__Work to complete__
Set down the data that follows, exactly and completely.

__Records to process__
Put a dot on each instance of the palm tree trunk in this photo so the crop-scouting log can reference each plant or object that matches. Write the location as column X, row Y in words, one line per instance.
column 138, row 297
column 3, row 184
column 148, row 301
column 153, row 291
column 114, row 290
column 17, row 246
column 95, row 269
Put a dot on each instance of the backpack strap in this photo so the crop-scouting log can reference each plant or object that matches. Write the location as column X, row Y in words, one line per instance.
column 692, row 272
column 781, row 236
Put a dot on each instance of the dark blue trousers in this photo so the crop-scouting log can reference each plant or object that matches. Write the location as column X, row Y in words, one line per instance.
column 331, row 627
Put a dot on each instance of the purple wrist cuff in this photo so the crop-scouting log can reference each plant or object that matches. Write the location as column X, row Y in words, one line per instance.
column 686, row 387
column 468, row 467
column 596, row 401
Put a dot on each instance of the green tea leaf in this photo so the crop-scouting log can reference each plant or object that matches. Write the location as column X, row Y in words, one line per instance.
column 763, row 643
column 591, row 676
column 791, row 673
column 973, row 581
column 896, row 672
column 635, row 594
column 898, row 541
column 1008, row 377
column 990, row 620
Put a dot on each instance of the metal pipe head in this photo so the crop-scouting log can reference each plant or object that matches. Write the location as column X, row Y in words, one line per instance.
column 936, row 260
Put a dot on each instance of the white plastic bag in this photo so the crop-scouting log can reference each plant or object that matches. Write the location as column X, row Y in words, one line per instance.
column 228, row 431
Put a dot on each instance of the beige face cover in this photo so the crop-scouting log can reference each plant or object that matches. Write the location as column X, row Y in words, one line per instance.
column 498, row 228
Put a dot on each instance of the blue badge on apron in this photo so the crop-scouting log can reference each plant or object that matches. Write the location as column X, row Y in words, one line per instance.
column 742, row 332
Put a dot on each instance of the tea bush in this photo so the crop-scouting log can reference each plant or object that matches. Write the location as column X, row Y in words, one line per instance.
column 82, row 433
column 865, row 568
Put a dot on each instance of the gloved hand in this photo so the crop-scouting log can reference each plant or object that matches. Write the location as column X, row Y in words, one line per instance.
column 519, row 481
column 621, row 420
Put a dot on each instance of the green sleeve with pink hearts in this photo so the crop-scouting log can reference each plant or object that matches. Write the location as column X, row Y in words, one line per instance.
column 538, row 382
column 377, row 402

__Finished exercise__
Put a dot on each instance of the palm tree trunk in this photo so the crop-scouting log can reference each plant or object that matches. Write the location as column X, row Y in words, one line per instance.
column 138, row 297
column 3, row 184
column 148, row 301
column 153, row 291
column 114, row 290
column 17, row 246
column 95, row 269
Put a dot on each instance of the backpack strap in this photo so the crop-scouting log can reference each plant or object that matches. Write the location as column X, row Y in words, one line per instance.
column 692, row 272
column 781, row 236
Put a dot on each instance of the dark blue trousers in this photo so the crop-scouting log can reference each plant or object that matches. Write the location as column X, row Y in words, one line per instance.
column 331, row 627
Put a dot on each instance of the purple wrist cuff in this photo so the crop-scouting log can reference each plant or object that matches. Write the location as column X, row Y in words, one line per instance.
column 686, row 387
column 468, row 467
column 596, row 401
Put a dot on each instance of the green tea leaf in this photo so the crop-scouting log can reference each plant or object that matches. Write the location as column X, row Y in words, one line per instance.
column 763, row 643
column 591, row 676
column 791, row 673
column 973, row 581
column 896, row 672
column 635, row 594
column 898, row 541
column 1008, row 377
column 990, row 620
Put a dot on each instance of the metal pipe head in this photo so the crop-scouting log can reference each plant or object that matches. Write the location as column X, row Y in words, one line per instance.
column 936, row 260
Put a dot on each instance of the white plastic bag in this photo so the crop-scouting log can reference each plant or object that matches. Write the location as column X, row Y in words, one line per instance.
column 228, row 431
Put a dot on each instance of the beige face cover in this photo so the crop-scouting log can reference each plant or object that matches. Write the location as column X, row Y in words, one line per instance.
column 498, row 228
Put a dot on each instance of the blue badge on apron in this photo so the crop-scouting log can reference each plant or object that matches. Write the location as column X, row Y in words, one line per instance.
column 742, row 332
Put a dot on each instance of the tea bush in this photo so the crop-scouting log can reference each plant or object that matches. Write the location as column X, row Y in words, one line per instance.
column 82, row 433
column 865, row 568
Put a dot on each instance of the gloved hand in this photo so the crop-scouting log can reference each plant or object that matches. Write the location as column X, row Y in words, one line per instance.
column 519, row 481
column 621, row 420
Put a dot on each instance of the green sleeve with pink hearts in this photo so the crop-scouting log can reference each plant or object that matches. Write the location as column X, row Y in words, one line per instance.
column 538, row 382
column 377, row 402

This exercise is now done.